Could you output every record below exactly as it appears?
= = = =
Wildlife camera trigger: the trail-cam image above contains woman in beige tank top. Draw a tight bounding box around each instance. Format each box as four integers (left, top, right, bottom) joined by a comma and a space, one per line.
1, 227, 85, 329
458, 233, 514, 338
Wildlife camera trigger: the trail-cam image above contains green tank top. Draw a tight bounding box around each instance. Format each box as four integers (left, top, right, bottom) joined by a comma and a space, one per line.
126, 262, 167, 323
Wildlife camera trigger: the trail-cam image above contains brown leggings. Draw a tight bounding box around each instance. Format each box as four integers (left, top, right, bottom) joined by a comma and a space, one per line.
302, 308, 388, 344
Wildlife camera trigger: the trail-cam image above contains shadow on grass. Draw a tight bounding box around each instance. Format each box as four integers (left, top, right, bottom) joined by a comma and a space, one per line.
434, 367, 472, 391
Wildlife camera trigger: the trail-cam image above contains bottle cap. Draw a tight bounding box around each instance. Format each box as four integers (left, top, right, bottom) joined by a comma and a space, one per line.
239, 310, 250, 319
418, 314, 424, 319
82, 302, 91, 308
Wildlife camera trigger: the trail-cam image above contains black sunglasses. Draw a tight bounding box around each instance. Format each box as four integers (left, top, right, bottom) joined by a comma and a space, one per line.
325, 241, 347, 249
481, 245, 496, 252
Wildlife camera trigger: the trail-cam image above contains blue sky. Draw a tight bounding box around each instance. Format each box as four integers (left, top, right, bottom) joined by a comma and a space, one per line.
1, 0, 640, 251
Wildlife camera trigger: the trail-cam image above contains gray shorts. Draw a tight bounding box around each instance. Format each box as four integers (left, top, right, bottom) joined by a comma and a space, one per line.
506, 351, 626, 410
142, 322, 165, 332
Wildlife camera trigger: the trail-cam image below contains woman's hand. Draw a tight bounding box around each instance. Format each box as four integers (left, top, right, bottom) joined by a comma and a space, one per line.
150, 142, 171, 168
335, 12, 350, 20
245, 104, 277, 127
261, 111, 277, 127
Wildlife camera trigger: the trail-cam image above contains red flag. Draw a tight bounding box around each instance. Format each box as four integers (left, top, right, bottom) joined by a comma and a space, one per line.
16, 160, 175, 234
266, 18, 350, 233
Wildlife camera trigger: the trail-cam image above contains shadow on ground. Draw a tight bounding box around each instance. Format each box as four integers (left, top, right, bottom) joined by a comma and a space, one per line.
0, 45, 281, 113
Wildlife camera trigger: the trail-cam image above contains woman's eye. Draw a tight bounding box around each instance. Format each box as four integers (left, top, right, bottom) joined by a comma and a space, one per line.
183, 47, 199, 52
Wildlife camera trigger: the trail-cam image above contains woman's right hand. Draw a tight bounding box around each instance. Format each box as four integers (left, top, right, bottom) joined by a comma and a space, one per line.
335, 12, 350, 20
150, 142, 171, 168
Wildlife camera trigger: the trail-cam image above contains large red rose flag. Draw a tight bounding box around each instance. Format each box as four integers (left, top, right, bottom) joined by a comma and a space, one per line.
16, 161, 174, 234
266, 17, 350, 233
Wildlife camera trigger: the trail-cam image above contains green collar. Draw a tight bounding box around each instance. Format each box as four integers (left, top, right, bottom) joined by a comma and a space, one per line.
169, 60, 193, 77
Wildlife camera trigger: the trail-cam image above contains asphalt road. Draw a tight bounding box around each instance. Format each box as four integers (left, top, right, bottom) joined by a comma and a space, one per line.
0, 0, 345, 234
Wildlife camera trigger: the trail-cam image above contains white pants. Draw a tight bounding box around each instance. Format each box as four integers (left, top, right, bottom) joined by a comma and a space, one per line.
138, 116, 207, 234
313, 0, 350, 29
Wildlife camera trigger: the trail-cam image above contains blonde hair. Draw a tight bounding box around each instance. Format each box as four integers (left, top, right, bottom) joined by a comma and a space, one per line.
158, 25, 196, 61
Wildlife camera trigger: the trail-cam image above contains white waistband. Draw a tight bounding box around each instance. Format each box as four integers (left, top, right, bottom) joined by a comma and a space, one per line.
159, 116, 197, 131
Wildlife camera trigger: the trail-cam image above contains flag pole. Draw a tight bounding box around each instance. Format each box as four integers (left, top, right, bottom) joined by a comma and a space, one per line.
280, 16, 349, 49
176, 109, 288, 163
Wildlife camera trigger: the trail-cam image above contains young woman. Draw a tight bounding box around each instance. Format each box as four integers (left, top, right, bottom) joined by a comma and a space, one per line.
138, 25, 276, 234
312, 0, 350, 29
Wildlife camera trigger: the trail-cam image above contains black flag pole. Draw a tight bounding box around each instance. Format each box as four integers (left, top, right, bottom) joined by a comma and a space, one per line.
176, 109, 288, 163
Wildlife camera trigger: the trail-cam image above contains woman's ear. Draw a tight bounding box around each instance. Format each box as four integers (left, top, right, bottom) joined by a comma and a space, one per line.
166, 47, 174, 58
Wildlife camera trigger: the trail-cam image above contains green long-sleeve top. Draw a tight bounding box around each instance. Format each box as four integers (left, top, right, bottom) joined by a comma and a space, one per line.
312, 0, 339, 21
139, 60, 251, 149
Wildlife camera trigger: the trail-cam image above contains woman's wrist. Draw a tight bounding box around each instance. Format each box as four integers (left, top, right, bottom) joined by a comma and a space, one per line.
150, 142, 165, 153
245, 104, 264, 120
= = = =
[Output of the exercise]
Wildlife camera trigger: the trail-cam image above contains woman in beige tank top. Draw a tight bounding box around each instance. Format each box as four integers (left, top, right, bottom) joined by a comma and a space, one per line.
1, 227, 85, 329
458, 233, 514, 338
Wildlife camera trigger: the trail-cam image above contains green tank top. Draw a tight bounding box around each instance. Format each box as four integers (left, top, right, bottom) joined by a comma and a space, one per line.
126, 262, 167, 323
Wildlife camera trigger: the trail-cam image above contains brown leggings. Draw a tight bounding box around each instance. Format each box as four integers (left, top, right, bottom) joined by a comma and a space, one per line.
302, 308, 388, 344
Wildlife camera trigger: the trail-cam image above contains shadow on grass. Draw a tight bounding box around each instance. Format each box as four integers (left, top, right, bottom) joined by a comma and a space, one per line.
434, 367, 472, 391
Wildlife camera trigger: the trail-cam image above contains bottle cap. Draw a tight bounding box around each instance. Format each box as four integers (left, top, right, bottom) joined by a comma and a space, one per line.
239, 310, 250, 319
418, 314, 424, 319
82, 302, 91, 308
Wildlife camera trigger: the trail-cam image above contains black sunglasses. Draw a tight bounding box around each instance. Format each box as four integers (left, top, right, bottom) joined by a comma and a space, one per line.
325, 241, 347, 249
481, 245, 496, 252
Wildlife camera trigger: the trail-cam image above contains blue sky. Draw a tight bounding box around each instance. Format each box as four integers (left, top, right, bottom) joined by a comma and a space, one per line.
1, 0, 640, 251
Wildlife camera trigger: the trail-cam image above contains gray shorts. Draw a tight bounding box around each instance. Format each box as four integers (left, top, right, bottom) joined by a comma and a space, one per line.
506, 351, 626, 410
142, 322, 165, 332
Wildlife camera trigger: the trail-cam image below contains woman's hand. Draw a tight bounding box around each instance. Format each box as four integers (left, top, right, bottom) joined by a comma and a space, one per line.
150, 142, 171, 168
335, 12, 350, 20
245, 104, 277, 127
261, 111, 277, 127
Wildlife camera trigger: the trail-cam image above contains red flag. Draw a tight bounding box around each instance. Format each box as four integers (left, top, right, bottom) joined by a comma and a space, one per line.
16, 160, 175, 234
266, 18, 350, 233
Wildlife camera trigger: the trail-cam image above contains shadow on ground. Draw a tight bounding box around each instance. Format each box as four integers (left, top, right, bottom) joined by a comma and a space, one per line.
0, 45, 281, 113
Wildlife camera trigger: the trail-cam image above contains woman's eye. Draw a tight bounding box around each instance. Format each box as four integers (left, top, right, bottom) joined by a comma and a space, one per line.
183, 47, 199, 52
Wildlife camera trigger: the trail-cam image above contains woman's right hand. Draw a tight bounding box around each instance. Format each box as four integers (left, top, right, bottom) joined by a comma and a space, one per line.
335, 12, 350, 20
150, 142, 171, 168
Wildlife camera trigger: the trail-cam image above contains large red rose flag. Draw a tight bounding box around each instance. Format each box as four integers (left, top, right, bottom) joined by a comma and a space, one per line.
16, 161, 174, 234
266, 17, 350, 233
Wildlife camera trigger: the trail-cam image above contains green collar. Draw a tight bounding box around each instance. Format each box as four integers (left, top, right, bottom) joined by a comma and a space, one per line.
169, 60, 193, 77
Wildlife camera trigger: the trail-cam image above contains asphalt road. Draw a tight bounding box around each instance. Format each box as four integers (left, top, right, bottom) joined by a comma and a space, one per line.
0, 0, 345, 234
Wildlife camera trigger: the trail-cam image above contains white pants. Draw a tight bounding box around each instance. Format each box as four integers (left, top, right, bottom) joined by a comma and a space, one per line.
138, 116, 207, 234
313, 0, 350, 29
Wildlife camera trigger: the trail-cam image above contains blonde hair. Draw a tight bounding box around each instance. Format each box as four integers (left, top, right, bottom) joined by a comma and a space, one per line.
158, 25, 196, 61
Wildlife camera trigger: the trail-cam image above contains white waistband. Draw a tight bounding box around each instance. Format each box as four integers (left, top, right, bottom) joined by a comma and a space, one per line.
159, 116, 197, 131
Wildlife camera trigger: the trail-cam image above contains flag pole. Draw a tight bounding box around each instance. Format each box as four integers (left, top, right, bottom) joined by a comma and a space, one per line.
280, 16, 349, 49
176, 109, 288, 163
Wildlife camera trigger: the trail-cam image above contains young woman. Draw a tight bounding box around each instance. Format each box as four integers (left, top, right, bottom) joined by a comma and a space, one per line.
138, 25, 276, 234
312, 0, 350, 29
Wildlife camera trigger: the trail-cam image above contains black flag pole. Draw a tight bounding box around each instance. Format each box as four integers (left, top, right, bottom) joined by a comma and a space, one per line.
176, 109, 288, 163
Wildlife camera trigger: the trail-cam image above contains woman's ear. Draw a tight bounding box around each instance. Format each box as four integers (left, top, right, bottom) joined by a comma and a space, one per line.
166, 47, 174, 58
Wildlife camera trigger: the trail-cam image above contains green long-sleeve top. Draw a tight bounding box around each instance. Format each box as four integers (left, top, right, bottom) joined by a comma and a space, one per line.
312, 0, 339, 21
139, 60, 251, 149
Wildlife camera trigger: the trail-cam image above contains woman's wrist. Draw a tight bounding box around each instance. Format each box as four integers (left, top, right, bottom) joined by a comma and a space, one per line.
150, 142, 165, 153
245, 104, 264, 120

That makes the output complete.